### AUFGABENSTELLUNG:
Zitieren Sie den Text über die Debatten zur Fußball-Weltmeisterschaft in Katar vollständig und ohne jede Änderung.

### VORLIEGENDER TEXT:
•••
Kurze Info für alle, die es schon vergessen haben: Die Fußball-Weltmeisterschaft in Katar läuft noch. Am Dienstag und Mittwoch sind die Halbfinals, am nächsten Sonntag das Endspiel. Aber ich will Euch jetzt hier nicht mit halbgaren Analysen über Taktik, Trainer und Trefferquoten langweilen. Sondern für einen veränderten Blick auf die Debatten um diese WM werben.
Deutschland ist ja schon eine Weile raus aus dem Turnier – und hier hat’s vor und nach dem Ausscheiden eine Menge schlechtgelaunter, empörter, überhitzter Diskussionen gegeben. Mittlerweile hat sich die Aufregung gelegt, und mit etwas Abstand lohnt sich die Frage: Was hat das ganze Gerede eigentlich gebracht?
Im Kern ging es um zwei Fragen. Erstens um die Frage, wie es zu bewerten ist, dass die WM in Katar stattfindet. Zweitens um die Frage, ob die deutsche Mannschaft in ihrem ersten Spiel mit der One-Love-Binde ein Zeichen gegen die Diskriminierung von Homosexuellen setzen sollte.
•••
### LISTE DER EINTRÄGE:
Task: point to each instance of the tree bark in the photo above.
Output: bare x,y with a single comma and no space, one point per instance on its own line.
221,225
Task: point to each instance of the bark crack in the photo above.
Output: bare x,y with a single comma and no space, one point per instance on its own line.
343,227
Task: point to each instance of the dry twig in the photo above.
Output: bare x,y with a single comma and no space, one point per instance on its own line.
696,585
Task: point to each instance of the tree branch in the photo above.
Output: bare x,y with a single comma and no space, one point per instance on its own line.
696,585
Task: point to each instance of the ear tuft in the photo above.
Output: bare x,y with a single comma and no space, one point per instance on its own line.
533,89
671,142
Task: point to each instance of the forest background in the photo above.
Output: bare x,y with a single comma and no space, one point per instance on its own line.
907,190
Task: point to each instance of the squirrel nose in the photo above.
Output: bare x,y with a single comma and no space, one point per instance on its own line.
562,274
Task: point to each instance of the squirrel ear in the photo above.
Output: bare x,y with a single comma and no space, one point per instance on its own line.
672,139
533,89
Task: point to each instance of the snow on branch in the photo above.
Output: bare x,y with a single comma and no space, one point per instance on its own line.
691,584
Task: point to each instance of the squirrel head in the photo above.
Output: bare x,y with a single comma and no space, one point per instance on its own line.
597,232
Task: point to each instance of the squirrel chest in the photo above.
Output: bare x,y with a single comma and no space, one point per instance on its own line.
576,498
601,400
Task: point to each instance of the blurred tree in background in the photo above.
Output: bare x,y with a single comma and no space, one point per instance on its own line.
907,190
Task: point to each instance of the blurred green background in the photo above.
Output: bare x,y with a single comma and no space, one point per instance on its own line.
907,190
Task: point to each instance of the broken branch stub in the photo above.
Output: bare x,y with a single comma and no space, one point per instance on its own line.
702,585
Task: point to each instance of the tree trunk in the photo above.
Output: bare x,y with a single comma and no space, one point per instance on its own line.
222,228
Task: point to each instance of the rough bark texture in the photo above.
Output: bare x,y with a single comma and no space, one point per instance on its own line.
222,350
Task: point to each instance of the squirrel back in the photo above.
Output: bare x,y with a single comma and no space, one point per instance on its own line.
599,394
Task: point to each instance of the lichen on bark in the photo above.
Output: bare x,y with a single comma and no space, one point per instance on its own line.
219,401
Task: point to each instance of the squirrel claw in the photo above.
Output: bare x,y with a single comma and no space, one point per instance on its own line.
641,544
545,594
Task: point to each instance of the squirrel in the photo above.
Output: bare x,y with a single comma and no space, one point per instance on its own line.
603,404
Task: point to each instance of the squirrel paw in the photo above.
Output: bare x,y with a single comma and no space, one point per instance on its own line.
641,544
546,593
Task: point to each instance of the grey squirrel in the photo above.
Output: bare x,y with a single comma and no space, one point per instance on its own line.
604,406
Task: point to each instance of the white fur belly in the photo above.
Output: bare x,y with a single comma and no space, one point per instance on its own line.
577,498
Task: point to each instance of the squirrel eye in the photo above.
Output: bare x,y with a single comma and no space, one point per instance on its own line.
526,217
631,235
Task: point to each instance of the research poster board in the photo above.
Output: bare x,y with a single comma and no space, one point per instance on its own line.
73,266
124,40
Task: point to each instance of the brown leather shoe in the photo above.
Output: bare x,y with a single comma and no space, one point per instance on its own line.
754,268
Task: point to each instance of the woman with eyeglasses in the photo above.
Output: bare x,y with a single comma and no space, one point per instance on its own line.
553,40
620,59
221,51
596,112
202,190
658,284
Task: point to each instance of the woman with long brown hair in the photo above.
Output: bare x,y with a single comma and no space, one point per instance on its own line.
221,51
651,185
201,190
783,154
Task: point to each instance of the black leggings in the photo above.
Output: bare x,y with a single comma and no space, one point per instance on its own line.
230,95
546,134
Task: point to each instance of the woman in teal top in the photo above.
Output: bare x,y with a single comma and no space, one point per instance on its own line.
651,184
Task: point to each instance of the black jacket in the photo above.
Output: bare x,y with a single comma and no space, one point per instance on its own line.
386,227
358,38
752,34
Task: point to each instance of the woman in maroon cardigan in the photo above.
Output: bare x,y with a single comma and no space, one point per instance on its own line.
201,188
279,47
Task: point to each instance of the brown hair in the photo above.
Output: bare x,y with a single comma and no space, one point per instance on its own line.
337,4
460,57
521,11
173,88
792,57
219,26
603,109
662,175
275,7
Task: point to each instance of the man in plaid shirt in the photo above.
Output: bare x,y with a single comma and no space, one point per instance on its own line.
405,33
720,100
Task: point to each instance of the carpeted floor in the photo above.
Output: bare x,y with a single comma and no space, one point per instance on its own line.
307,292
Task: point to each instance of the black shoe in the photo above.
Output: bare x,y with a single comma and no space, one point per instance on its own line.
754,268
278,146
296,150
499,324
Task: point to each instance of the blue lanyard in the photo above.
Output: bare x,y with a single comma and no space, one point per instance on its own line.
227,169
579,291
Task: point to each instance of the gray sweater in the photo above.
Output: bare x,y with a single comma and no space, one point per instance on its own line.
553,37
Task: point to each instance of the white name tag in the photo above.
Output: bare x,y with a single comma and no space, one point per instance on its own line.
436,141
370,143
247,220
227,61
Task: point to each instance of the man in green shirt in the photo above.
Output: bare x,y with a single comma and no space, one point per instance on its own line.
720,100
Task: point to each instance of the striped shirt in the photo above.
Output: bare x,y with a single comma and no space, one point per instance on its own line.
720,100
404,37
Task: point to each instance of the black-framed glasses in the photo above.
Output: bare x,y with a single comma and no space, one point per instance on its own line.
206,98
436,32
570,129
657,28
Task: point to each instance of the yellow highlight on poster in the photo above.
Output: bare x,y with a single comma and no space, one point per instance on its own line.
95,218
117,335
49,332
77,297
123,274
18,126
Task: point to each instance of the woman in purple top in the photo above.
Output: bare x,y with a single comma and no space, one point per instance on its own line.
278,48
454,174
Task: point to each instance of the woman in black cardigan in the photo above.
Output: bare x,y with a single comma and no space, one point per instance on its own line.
•••
### MUSTERLÖSUNG:
Kurze Info für alle, die es schon vergessen haben: Die Fußball-Weltmeisterschaft in Katar läuft noch. Am Dienstag und Mittwoch sind die Halbfinals, am nächsten Sonntag das Endspiel. Aber ich will Euch jetzt hier nicht mit halbgaren Analysen über Taktik, Trainer und Trefferquoten langweilen. Sondern für einen veränderten Blick auf die Debatten um diese WM werben.
Deutschland ist ja schon eine Weile raus aus dem Turnier – und hier hat’s vor und nach dem Ausscheiden eine Menge schlechtgelaunter, empörter, überhitzter Diskussionen gegeben. Mittlerweile hat sich die Aufregung gelegt, und mit etwas Abstand lohnt sich die Frage: Was hat das ganze Gerede eigentlich gebracht?
Im Kern ging es um zwei Fragen. Erstens um die Frage, wie es zu bewerten ist, dass die WM in Katar stattfindet. Zweitens um die Frage, ob die deutsche Mannschaft in ihrem ersten Spiel mit der One-Love-Binde ein Zeichen gegen die Diskriminierung von Homosexuellen setzen sollte.